## TASK DIRECTIONS
Leave out the pictures; transcribe all else exactly.
═══ RECORDS SUPPLIED ═══
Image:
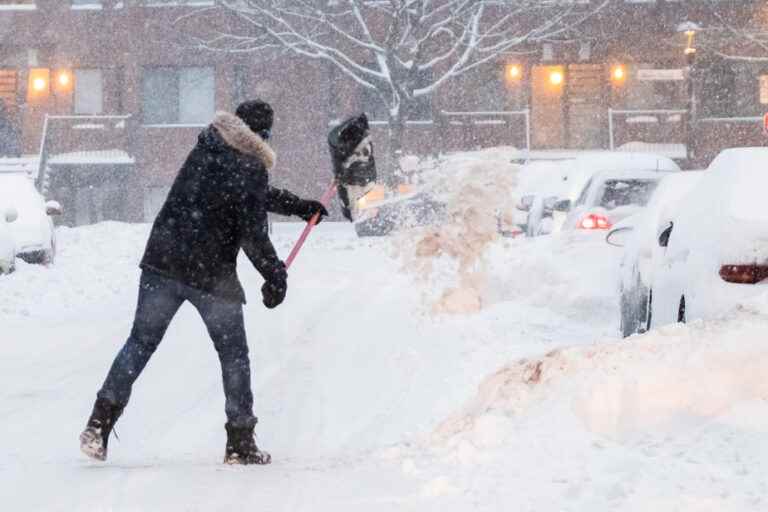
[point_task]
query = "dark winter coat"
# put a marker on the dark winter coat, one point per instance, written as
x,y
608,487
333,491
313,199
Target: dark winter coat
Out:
x,y
217,205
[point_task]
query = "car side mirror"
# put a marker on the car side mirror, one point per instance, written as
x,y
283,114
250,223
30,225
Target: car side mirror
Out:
x,y
563,205
619,236
525,203
53,208
549,203
664,235
11,215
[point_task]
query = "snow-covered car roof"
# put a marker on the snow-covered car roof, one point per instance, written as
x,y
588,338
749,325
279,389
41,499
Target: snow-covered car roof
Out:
x,y
582,168
639,174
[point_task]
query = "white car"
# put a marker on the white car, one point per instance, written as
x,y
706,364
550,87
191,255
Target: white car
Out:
x,y
716,242
638,236
608,198
568,178
33,231
7,243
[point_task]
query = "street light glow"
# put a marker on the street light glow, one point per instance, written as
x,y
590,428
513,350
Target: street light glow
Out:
x,y
39,84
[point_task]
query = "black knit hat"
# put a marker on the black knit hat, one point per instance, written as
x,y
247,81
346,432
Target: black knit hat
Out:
x,y
257,114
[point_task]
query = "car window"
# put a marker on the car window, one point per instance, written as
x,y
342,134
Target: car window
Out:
x,y
616,193
583,196
19,192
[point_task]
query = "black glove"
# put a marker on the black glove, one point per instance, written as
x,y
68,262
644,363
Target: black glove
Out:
x,y
307,208
273,290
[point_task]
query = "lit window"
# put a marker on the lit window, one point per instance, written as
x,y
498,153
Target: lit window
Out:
x,y
86,4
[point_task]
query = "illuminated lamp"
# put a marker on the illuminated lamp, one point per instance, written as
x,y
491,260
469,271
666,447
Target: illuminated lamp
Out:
x,y
64,80
39,83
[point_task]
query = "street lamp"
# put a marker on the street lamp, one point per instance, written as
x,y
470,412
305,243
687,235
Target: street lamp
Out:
x,y
556,78
690,29
618,74
515,72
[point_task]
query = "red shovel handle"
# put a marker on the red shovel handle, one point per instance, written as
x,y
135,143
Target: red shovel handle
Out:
x,y
311,224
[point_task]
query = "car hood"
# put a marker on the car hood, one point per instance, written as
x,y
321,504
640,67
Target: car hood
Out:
x,y
31,232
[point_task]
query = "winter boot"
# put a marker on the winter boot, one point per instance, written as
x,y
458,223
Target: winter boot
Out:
x,y
242,449
94,439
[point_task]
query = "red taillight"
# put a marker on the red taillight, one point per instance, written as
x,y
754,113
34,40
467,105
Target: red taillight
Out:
x,y
744,274
593,221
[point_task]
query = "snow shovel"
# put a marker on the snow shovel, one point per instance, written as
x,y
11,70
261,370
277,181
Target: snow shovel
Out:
x,y
354,170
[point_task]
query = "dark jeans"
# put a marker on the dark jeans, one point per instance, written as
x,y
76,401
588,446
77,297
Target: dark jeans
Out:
═══
## WRITTEN ANSWER
Image:
[point_task]
query = "dark winter coat"
# put a marker on the dark winter coat, one point per instance, written as
x,y
608,487
333,491
313,199
Target: dark winter coat
Out:
x,y
217,205
[point_task]
query = "car side mirror"
# put a marker on the car side mirror, one point per instance, written as
x,y
283,114
250,223
30,225
Target: car side mirror
Out:
x,y
563,205
619,236
525,203
53,208
549,203
664,235
11,215
[point_task]
query = "snow-covered car roof"
# put a marker on the snow-covered car roof, one point per instance, written as
x,y
588,338
749,325
279,389
41,499
Target: snow-covered car roof
Out:
x,y
582,168
639,174
[point_task]
query = "white car"
# put a marker on the white car, one point per instance, written as
x,y
706,364
550,87
191,255
Target: white car
Out:
x,y
716,242
638,236
608,198
568,178
33,231
7,243
[point_task]
query = "street light glow"
# put a marker on the street light glow, one point per instance, written as
x,y
590,428
513,350
Target: street light glow
Out:
x,y
39,84
[point_task]
query = "black knit hat"
# put a marker on the black knit hat, one point per instance, written as
x,y
247,81
346,432
Target: black knit hat
Out:
x,y
257,114
[point_task]
query = "car window"
# put a marker on the car window, one point per instance, written as
x,y
342,134
Target: car window
Out:
x,y
616,193
583,196
19,192
[point_task]
query = "black glove"
# put a marker on the black glove, one point per instance, written as
x,y
68,262
644,363
Target: black glove
Out:
x,y
307,208
273,290
[point_task]
query = "lit window"
# put a marker on the lit window, one point per instance, written as
x,y
498,153
Target: lit window
Out:
x,y
86,4
[point_task]
query = "illuminated lamp"
# put a marker on the illuminated lamp, one point per instance, written as
x,y
491,260
469,271
666,447
Target: illuminated lamp
Out:
x,y
64,80
39,83
[point_task]
query = "street lamp"
# put a marker on the street lamp, one point per instance, written as
x,y
470,412
305,243
687,235
Target: street lamp
Out:
x,y
556,78
690,29
618,74
515,72
[point_task]
query = "red shovel handle"
# put a marker on the red shovel handle, one point per instance, written as
x,y
135,143
Target: red shovel handle
Out:
x,y
311,224
[point_task]
query = "car hood"
# put a marker on the car hood, one point per instance, written as
x,y
321,504
640,67
Target: car hood
Out:
x,y
31,232
[point_task]
query = "winter boot"
# put a marker on the winter boot, one point per instance, written as
x,y
458,223
Target: winter boot
Out:
x,y
242,449
94,439
[point_task]
query = "red taillight"
# put a marker on the red taillight, one point per instance, written as
x,y
754,113
34,40
467,105
Target: red taillight
Out:
x,y
744,274
593,221
[point_task]
query = "snow shovel"
# put a marker on the snow shovel, one point per instance, written as
x,y
11,70
261,370
277,181
Target: snow shovel
Out:
x,y
354,170
[point_task]
query = "dark jeans"
# put a marker on the dark jeans, one point per instance, written as
x,y
76,401
588,446
77,297
Target: dark jeans
Out:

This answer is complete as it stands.